REQUIRED WORK:
Set down each line of the data exactly, but not the pictures.

(Stored dataset items)
_ _ _ _ _
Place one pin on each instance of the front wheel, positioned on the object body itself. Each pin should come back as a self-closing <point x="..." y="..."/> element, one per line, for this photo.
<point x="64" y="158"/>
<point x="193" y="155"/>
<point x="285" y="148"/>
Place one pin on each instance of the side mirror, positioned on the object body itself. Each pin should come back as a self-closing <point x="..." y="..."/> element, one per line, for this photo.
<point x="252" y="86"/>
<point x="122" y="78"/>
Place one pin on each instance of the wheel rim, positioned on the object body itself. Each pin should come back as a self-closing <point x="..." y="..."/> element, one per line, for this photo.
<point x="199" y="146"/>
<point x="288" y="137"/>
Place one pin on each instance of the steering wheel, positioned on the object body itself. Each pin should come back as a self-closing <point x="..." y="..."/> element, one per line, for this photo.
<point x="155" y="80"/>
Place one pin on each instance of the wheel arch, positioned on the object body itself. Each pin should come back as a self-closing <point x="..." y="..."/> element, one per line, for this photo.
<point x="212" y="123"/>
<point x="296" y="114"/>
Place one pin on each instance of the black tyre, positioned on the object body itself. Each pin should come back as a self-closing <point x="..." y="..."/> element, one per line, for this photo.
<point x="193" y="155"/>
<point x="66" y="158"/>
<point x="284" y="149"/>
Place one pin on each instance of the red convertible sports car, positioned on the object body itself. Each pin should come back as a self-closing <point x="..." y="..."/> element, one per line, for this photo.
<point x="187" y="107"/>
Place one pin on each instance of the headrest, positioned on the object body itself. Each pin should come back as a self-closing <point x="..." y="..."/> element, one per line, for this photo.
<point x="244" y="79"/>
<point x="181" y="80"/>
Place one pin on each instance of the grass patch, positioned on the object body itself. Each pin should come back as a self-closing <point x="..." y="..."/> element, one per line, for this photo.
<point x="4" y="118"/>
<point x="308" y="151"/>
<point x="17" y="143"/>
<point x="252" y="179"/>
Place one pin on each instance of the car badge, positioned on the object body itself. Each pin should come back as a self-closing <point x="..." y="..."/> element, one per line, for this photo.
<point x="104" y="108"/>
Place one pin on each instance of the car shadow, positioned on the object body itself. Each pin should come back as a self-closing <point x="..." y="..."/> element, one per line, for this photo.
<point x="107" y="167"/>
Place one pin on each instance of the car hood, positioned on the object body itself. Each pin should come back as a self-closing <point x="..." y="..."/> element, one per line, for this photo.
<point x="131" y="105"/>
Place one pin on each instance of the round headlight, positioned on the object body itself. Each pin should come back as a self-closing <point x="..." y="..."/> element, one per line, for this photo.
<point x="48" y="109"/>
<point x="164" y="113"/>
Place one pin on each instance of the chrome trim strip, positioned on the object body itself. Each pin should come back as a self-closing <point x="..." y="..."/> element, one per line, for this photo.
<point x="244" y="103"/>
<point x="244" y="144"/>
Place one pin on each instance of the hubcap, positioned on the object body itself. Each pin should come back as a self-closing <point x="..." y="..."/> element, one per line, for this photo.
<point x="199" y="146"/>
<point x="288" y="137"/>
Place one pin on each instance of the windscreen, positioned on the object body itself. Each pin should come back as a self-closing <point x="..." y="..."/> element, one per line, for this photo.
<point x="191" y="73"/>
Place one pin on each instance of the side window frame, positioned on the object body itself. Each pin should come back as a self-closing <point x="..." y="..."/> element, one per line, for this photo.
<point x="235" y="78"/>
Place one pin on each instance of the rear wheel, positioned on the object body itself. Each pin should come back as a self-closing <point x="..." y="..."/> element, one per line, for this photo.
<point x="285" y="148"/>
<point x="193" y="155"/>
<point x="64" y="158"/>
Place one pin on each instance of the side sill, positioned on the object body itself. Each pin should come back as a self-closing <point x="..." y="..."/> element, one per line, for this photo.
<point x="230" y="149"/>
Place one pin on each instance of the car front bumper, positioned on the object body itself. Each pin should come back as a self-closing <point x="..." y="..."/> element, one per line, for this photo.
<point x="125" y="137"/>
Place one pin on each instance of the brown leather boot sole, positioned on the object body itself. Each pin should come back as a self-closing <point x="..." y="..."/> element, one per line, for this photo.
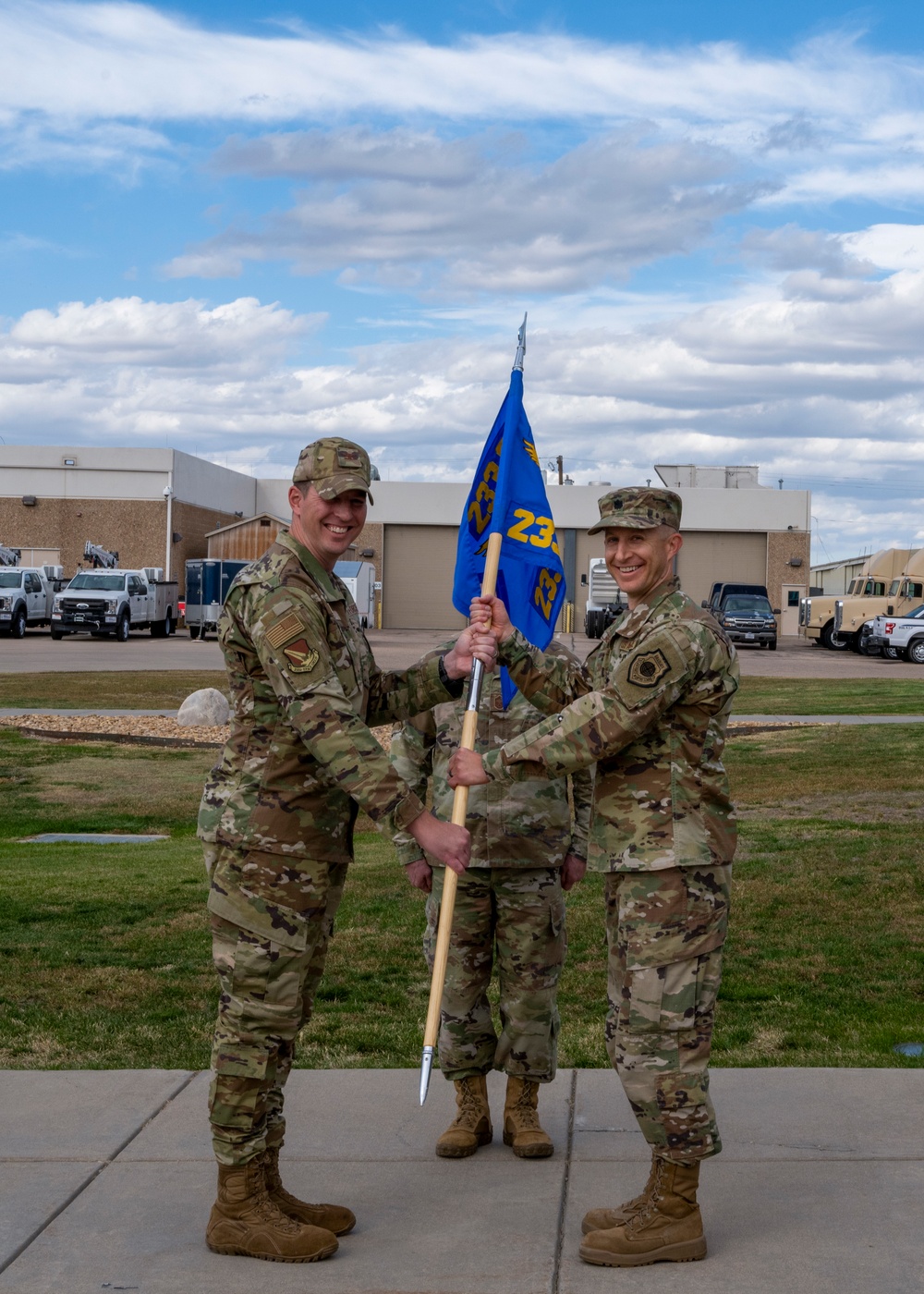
_ _ _ _ _
WRITTEN SOLUTION:
Place one pin on each instance of the front wheel, positioned on the object body itself. Each pin should come back as a self-closing <point x="..." y="..."/> element, one per line, for this photo.
<point x="64" y="158"/>
<point x="193" y="155"/>
<point x="285" y="148"/>
Place one pin on each instance of the side mirror, positioned on the object body itself. Each pin should come back as a self-closing <point x="..." y="..."/> element, one per line, for this photo.
<point x="252" y="86"/>
<point x="122" y="78"/>
Place one pin on each instance of the wheel rim, positioned on the object body itself. Each pin should come back as a self-closing <point x="..." y="..."/> element, one per line, for this photo.
<point x="199" y="146"/>
<point x="288" y="137"/>
Place one pin on each instance of the steering wheel, positioned on the object body itself. Each pin should come back as a self-closing <point x="..." y="..."/> element, one per line, for this photo.
<point x="155" y="80"/>
Place one pin on each instance of the wheel arch, positioned on the object body itself. Each pin should come back as a self-closing <point x="..." y="..."/> element, one per line, for this photo.
<point x="212" y="123"/>
<point x="296" y="114"/>
Place one pin on each instance of the black tyre, positioned on the object body itself. Each pin should come back as a self-closing <point x="..." y="..."/> element, one per line, for this photo.
<point x="193" y="155"/>
<point x="66" y="158"/>
<point x="284" y="149"/>
Place one pin on each instance of the red convertible sports car, positioned on the object body itself. Each pin should come back as a self-closing <point x="..." y="..."/> element, one per line, for this photo.
<point x="187" y="107"/>
Place one pin on each instance of the headrest, positioned on the object body itself. Each pin should come back as a self-closing <point x="..." y="..."/> element, one per line, for this photo.
<point x="244" y="79"/>
<point x="181" y="80"/>
Place one pin on each instance of the grass patch, positioned on the object body itself. Each pin should come back as a self-closing <point x="..." y="..."/> element, one per line, for this photo.
<point x="4" y="118"/>
<point x="308" y="151"/>
<point x="17" y="143"/>
<point x="252" y="179"/>
Place one pin on each instance of the car badge, positioned on the object body itself. Each pin should come back as a self-closing <point x="..." y="..."/> element, one per line, for this photo.
<point x="104" y="108"/>
Place one pin on each instance of the car shadow, positioned on the object body itself. Each pin should come back as a self-closing <point x="..." y="..."/> element, one per line, for this photo.
<point x="107" y="167"/>
Place one pin on each instance of the car hood, positioned on the object body itself. Each pin should come back as a self-closing <point x="..." y="..."/> element, one per line, for this photo.
<point x="131" y="105"/>
Place one pin on each instance of the round headlight, positioned on the object body itself. Each pin should come back as a self-closing <point x="..." y="..."/> element, one per line, for this photo.
<point x="48" y="109"/>
<point x="164" y="113"/>
Place one pin on each instance of the chrome trim strip, positioned on the object body itself. Each pin should come back as a self-closing <point x="..." y="..."/> element, one per line, for this photo.
<point x="244" y="103"/>
<point x="244" y="144"/>
Place one pin on each instance of the hubcap, positioned on the object body itself. Each pin should come back as a self-closing <point x="..." y="..."/> element, one per line, for this photo.
<point x="199" y="146"/>
<point x="288" y="137"/>
Place one pin on each instance of the windscreen, positioned on the object body itself. Each pin should come back as a self-closing <point x="..." y="..."/> element, one per line, for this photo.
<point x="191" y="73"/>
Place one pin on each instance of the side window frame, positioned on the object body itself. Each pin should come back as a self-closing <point x="..." y="..."/> element, one per line, for this photo.
<point x="235" y="78"/>
Place one pin on each instance of the rear wheel, positioned on the object body itself. Each pin should come back as a self-closing <point x="..." y="..."/> element, one per line, for this photo.
<point x="285" y="148"/>
<point x="193" y="155"/>
<point x="64" y="158"/>
Place one pin on each instance of the side sill, positioned on the object body itself. Each pin should come back as a self-closing <point x="..." y="..."/> element, one per line, for this photo.
<point x="230" y="149"/>
Place one pin on each instance of the car front bumper, positioned on the object body itself. Each pin should come back as a self-closing <point x="..." y="..."/> element, one per line, for this photo.
<point x="125" y="137"/>
Place one pin on each instance of the brown leather boot sole, positioned on the object body itself. Each pin should come back as a self-closing <point x="..." y="..."/> element, one per line, for this photo.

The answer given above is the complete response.